**REQUIREMENT:** Select each line of the records below that contains the string "wooden".

**Source records:**
## BEGIN

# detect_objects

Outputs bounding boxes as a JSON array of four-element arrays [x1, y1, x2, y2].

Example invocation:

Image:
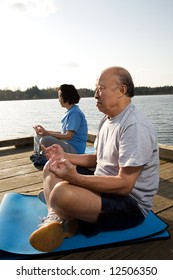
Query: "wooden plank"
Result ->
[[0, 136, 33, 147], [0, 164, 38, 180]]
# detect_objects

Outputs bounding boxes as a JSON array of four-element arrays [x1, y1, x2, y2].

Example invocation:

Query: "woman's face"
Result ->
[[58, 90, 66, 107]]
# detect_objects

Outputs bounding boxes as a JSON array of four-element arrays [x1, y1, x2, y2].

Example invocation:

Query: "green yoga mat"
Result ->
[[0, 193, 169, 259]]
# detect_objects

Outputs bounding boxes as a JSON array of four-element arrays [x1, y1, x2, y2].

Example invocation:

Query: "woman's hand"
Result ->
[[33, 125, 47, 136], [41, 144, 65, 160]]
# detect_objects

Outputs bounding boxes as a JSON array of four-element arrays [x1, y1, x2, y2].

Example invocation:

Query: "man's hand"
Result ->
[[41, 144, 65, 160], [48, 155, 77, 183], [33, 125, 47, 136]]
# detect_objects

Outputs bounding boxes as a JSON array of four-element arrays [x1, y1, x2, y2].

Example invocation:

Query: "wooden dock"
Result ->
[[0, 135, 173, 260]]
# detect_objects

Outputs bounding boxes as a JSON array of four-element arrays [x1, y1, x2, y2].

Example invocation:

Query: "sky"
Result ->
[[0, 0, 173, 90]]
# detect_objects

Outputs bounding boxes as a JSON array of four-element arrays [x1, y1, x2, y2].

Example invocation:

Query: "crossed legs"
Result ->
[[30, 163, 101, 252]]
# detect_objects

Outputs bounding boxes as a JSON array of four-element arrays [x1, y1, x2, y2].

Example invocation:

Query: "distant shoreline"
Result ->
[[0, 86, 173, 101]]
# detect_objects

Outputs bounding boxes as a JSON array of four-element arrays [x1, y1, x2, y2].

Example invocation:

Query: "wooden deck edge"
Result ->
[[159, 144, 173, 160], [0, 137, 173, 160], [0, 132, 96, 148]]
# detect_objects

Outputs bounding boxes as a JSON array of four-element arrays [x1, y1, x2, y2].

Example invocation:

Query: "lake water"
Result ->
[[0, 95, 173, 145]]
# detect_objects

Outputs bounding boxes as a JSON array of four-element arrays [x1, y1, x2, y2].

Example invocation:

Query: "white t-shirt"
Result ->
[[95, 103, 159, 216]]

## END
## BEGIN

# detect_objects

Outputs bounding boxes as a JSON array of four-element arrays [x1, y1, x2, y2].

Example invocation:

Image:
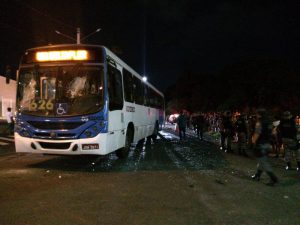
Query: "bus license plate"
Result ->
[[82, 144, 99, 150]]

## END
## BEGIN

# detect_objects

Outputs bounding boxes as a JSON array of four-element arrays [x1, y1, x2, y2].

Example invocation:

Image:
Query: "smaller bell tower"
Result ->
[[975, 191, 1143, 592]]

## END

**THE REPLY:**
Query: "wooden plank"
Query: "wooden dock"
Query: "wooden deck edge"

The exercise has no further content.